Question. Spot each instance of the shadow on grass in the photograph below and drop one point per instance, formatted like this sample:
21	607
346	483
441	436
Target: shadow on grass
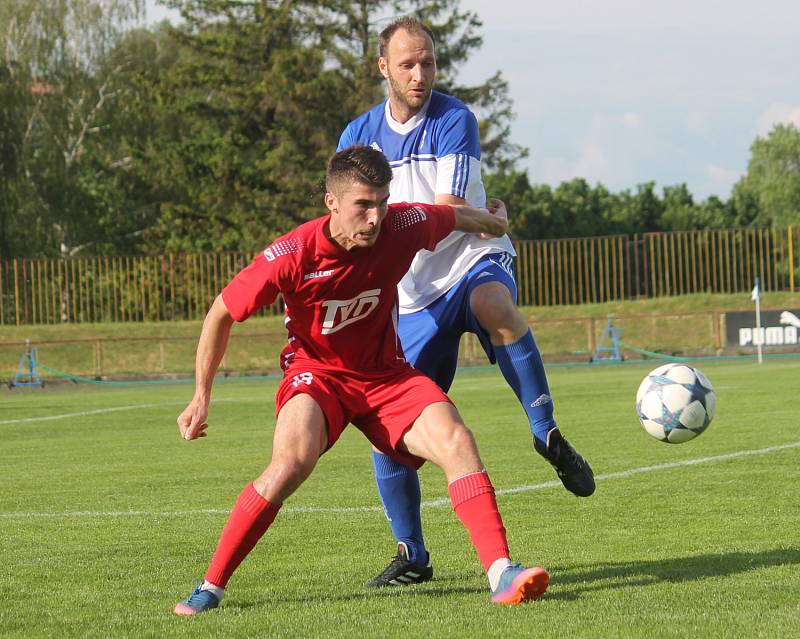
438	588
577	580
568	583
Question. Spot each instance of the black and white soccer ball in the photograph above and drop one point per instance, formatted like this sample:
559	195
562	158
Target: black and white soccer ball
675	403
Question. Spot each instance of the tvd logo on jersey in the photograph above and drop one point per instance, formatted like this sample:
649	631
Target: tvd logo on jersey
341	313
778	328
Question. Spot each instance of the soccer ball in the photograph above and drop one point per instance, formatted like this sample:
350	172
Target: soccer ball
675	403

-*-

**What you will do:** Please arrange every line of the material above as a Markdown table with the columns Row and Line, numbering the rows and skipping blank lines. Leave the pictures out.

**Written response:**
| Row | Line |
|---|---|
| 1 | Question. Spot each instance of the shadow on grass in the photograph below and drop one point per instance, formatted like this sample: |
| 2 | 21	607 |
| 3 | 346	483 |
| 4 | 441	436 |
| 5 | Target: shadow on grass |
| 6 | 438	588 |
| 7 | 577	580 |
| 8 | 568	583 |
| 9 | Question. Spot each instance of the black and white soccer ball in the photograph above and drop one point per instance, formatted like this sample: |
| 10 | 559	195 |
| 11 | 562	158 |
| 12 | Target: black and white soccer ball |
| 13 | 675	403 |
| 14 | Question. Spot each instance of the tvd logo on jersey in the photograph above and drop one point per instance, formatted like this sample: |
| 15 | 649	631 |
| 16 | Target: tvd logo on jersey |
| 17 | 341	313 |
| 18 | 778	328 |
| 19 | Question. Spot each instance of the soccer ball in the photograph above and drop one point per instance, formatted like this sample: |
| 20 | 350	172 |
| 21 | Target: soccer ball |
| 22 | 675	403 |